Things to do:
- a) Please reproduce the stretch of the article on superyacht diesel engines from "How superyacht diesel" through "standard in yachting.", replacing "yachting" with "boating".
- b) According to the article on superyacht diesel engines, in what year did Rudolf Diesel first propose a compression-ignition method of burning diesel fuel?

Source document:
▬▬▬▬▬▬
How superyacht diesel engines work

21 January 2015 • Written by Dudley Dawson
The diesel engine has developed considerably since Rudolf Diesel first proposed a compression-ignition method of burning diesel fuel back in 1893

The vast majority of yachts today are powered by diesel engines. The basic technology has been around for more than a century, but today’s diesels have evolved considerably in just the past two decades. Today’s diesel engines run cleaner, burn less fuel and produce more power per pound than ever before. In the face of these improvements, and all the new power plant schemes coming on line, diesels remain the gold standard in yachting.

There is no question that the power plant of choice for the vast majority of yachts, and more recently for ships as well, is the diesel engine. Its overwhelming popularity is the result of a combination of technical, economic and practical advantages unmatched by any other alternative.

The marine diesel engine is one of the most versatile power sources available for marine propulsion and auxiliary use. The range of sizes is remarkable, ranging from one of the smallest, a Yanmar single-cylinder, 8hp (6KW) engine in a small catboat, to what is (according to Wikipedia) the world’s largest: a Wartsila Sulzer propulsion engine of over 113,000hp (84,000KW). Some diesel engines operate in excess of 4,000rpm, while others run at less than 100rpm. Whatever your need, it seems, there’s an engine for your application, or a supplier willing to build one.
▬▬▬▬▬▬
Listed records:

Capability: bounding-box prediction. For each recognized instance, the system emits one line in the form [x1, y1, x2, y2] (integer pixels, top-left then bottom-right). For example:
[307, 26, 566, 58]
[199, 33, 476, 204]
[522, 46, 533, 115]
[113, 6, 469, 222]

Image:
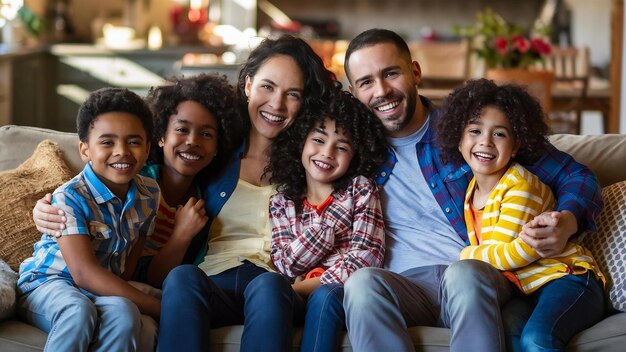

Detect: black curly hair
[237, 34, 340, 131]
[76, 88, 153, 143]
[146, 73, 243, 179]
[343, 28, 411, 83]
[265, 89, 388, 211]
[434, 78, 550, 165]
▬▬▬▬▬▬
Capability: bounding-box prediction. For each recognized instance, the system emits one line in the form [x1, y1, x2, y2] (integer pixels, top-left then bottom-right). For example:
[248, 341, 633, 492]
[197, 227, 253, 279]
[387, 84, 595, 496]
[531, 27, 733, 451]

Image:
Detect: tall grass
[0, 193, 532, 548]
▬▬▬▬▬▬
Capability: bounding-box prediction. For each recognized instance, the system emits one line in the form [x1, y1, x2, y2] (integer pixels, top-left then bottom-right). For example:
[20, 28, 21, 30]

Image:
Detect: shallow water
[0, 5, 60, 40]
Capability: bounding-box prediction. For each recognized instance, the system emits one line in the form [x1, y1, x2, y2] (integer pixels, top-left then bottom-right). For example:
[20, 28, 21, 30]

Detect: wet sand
▬▬▬▬▬▬
Answers below:
- a)
How superyacht diesel engines work

21 January 2015 • Written by Dudley Dawson
The diesel engine has developed considerably since Rudolf Diesel first proposed a compression-ignition method of burning diesel fuel back in 1893

The vast majority of yachts today are powered by diesel engines. The basic technology has been around for more than a century, but today’s diesels have evolved considerably in just the past two decades. Today’s diesel engines run cleaner, burn less fuel and produce more power per pound than ever before. In the face of these improvements, and all the new power plant schemes coming on line, diesels remain the gold standard in boating.

- b) 1893